■ PETUNJUK LATIHAN:
Menurut kutipan tentang ekspor pasir laut, peraturan pemerintah nomor berapa yang membuka kembali ekspor tersebut?

■ KUTIPAN DOKUMEN:
- Setelah 20 tahun dilarang, ekspor pasir laut yang pernah ditutup Megawati Soekarnoputri saat jadi Presiden pada 2003, kini dibuka kembali oleh Presiden Joko Widodo (Jokowi). Melalui Peraturan Pemerintah (PP) Nomor 26/2023 tentang pengelolaan hasil sedimentasi di laut yang terbit pada pertengahan Mei lalu, celah pasir laut bisa jadi komoditas ekspor pun terbuka.
- Berbagai kalangan organisasi masyarakat sipil menyesalkan aturan yang rawan menimbulkan kerusakan lingkungan ini. Mereka menilai, kebijakan itu bisa mempercepat bencana iklim, menenggelamkan pulau-pulau kecil, mempengaruhi tangkapan nelayan, hingga memicu kelangkaan pangan.
- Susan Herawaty, Sekretaris Jenderal Koalisi Rakyat untuk Keadilan Perikanan (Kiara) mengatakan, PP ini satu regulasi yang mengeksploitasi dengan wujud lebih halus, pakai dalil melindungi dan melestarikan laut, tetapi orientasi bisnis.
- Afdillah Chudiel, Juru Kampanye Laut Greenpeace Indonesia mengatakan, PP ini menambah catatan buruk pemerintah dalam penanganan sektor kelautan. Pemerintah, katanya, tak mampu mengelola sumber laut dengan cerdas hingga kerap mengambil jalan pintas meningkatkan pendapatan negara melalui cara-cara ekstraktif. Cara ini, katanya, rawan merusak lingkungan dan menyengsarakan nelayan serta masyarakat pesisir.
Setelah 20 tahun dilarang, ekspor pasir laut yang pernah ditutup Megawati Soekarnoputri saat jadi Presiden pada 2003, kini buka Presiden Joko Widodo (Jokowi). Melalui Peraturan Pemerintah (PP) Nomor 26/2023 tentang pengelolaan hasil sedimentasi di laut yang terbit pada pertengahan Mei lalu, celah pasir laut bisa jadi komoditas ekspor terbuka.

■ DATA YANG DIBERIKAN:
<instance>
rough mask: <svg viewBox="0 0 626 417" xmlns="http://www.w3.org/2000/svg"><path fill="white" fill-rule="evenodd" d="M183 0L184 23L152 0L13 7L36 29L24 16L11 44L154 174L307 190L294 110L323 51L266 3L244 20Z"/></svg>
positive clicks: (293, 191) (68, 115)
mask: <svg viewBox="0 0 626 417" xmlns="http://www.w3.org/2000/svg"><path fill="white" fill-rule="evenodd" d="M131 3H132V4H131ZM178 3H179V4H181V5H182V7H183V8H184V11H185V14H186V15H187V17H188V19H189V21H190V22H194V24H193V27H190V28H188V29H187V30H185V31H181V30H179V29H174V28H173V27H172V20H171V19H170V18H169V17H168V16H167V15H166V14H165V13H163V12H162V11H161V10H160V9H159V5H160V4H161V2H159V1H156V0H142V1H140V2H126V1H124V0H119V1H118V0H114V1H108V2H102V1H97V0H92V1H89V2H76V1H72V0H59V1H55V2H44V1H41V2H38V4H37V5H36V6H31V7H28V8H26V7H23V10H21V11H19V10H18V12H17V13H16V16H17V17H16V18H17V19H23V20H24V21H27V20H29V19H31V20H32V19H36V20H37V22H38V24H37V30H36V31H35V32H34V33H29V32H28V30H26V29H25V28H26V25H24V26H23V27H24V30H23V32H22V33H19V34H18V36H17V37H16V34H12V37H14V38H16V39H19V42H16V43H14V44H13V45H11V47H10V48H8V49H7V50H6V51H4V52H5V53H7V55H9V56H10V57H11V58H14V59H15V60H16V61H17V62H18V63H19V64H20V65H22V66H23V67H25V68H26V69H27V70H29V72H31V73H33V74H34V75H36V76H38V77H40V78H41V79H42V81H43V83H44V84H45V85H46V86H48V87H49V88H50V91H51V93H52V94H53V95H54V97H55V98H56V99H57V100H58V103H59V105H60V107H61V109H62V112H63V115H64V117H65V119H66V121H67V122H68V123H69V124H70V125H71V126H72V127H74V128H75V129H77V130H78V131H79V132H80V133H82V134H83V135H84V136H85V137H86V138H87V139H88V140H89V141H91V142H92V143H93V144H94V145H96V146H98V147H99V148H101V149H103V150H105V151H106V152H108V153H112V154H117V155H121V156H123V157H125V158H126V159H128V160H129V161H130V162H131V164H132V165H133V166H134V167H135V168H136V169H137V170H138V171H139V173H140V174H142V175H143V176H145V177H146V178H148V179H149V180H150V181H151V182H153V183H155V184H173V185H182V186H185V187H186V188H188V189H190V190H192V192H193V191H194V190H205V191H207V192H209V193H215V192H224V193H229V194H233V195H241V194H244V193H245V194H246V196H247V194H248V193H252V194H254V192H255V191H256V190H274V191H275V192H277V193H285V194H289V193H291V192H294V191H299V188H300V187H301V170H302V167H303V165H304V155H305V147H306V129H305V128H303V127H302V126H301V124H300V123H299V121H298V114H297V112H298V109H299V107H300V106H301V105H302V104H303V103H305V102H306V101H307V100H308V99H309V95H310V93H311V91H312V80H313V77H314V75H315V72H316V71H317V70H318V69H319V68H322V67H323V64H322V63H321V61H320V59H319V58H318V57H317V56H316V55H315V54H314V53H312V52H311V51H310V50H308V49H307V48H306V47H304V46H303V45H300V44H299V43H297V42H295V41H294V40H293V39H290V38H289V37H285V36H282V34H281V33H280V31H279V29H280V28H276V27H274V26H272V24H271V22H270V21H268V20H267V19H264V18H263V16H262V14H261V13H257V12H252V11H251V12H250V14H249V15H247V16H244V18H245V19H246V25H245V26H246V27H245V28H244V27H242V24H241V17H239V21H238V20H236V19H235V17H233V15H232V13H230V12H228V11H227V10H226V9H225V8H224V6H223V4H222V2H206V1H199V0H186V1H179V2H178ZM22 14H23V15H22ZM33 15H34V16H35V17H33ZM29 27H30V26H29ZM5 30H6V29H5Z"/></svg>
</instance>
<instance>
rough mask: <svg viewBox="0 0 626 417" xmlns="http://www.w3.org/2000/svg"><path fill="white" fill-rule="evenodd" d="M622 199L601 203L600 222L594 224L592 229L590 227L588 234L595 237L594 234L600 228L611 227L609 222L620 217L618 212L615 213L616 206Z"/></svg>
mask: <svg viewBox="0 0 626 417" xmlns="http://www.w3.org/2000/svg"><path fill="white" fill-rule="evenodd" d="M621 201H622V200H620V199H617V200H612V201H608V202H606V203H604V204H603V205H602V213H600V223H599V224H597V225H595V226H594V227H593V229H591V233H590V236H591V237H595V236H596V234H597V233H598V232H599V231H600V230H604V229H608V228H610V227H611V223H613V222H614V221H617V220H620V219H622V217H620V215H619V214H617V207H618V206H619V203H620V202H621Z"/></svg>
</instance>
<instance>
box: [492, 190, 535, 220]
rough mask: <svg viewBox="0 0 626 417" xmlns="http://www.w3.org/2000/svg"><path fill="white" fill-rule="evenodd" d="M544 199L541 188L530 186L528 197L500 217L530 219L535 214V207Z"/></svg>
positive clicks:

■ JAWABAN LATIHAN:
Peraturan Pemerintah (PP) Nomor 26/2023 tentang pengelolaan hasil sedimentasi di laut.